» What you need to do
Please state what the bigger boy calls the son in the letter to Rachel for being quiet all the time.

Dear
Rachel,
I have a 9 year old son who
is being bullied at school. He’s being pushed around verbally. The boy in his
class is bigger and my son is timid. The bigger boy says things to my son like
calling him a «mouse» for being quiet all the time, calling his food gross, and
constantly making remarks that make my son feel very small. Although my son
avoids the bully like I told him to and I have spoken to the teachers about it,
somehow he is bullied when the teachers don’t notice, like walking to class or
at breaks. Now my son doesn’t want to go to school and hates what used to be a
wonderful experience for him. Can you offer some advice? I hate seeing him like
this!

» Record set
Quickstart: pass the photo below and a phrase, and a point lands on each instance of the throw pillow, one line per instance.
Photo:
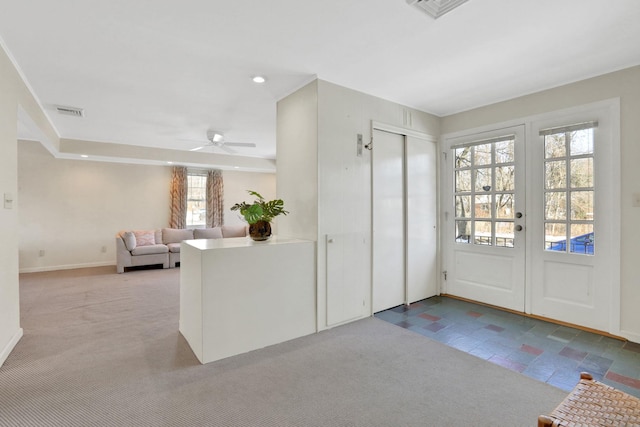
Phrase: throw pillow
(129, 240)
(145, 237)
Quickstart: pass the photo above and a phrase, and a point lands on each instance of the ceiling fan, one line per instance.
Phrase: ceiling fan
(216, 139)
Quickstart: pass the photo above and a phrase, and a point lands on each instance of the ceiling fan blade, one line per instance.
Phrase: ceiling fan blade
(227, 149)
(240, 144)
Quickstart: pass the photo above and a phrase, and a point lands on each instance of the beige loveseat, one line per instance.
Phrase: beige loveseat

» Finished answer
He calls him a "mouse."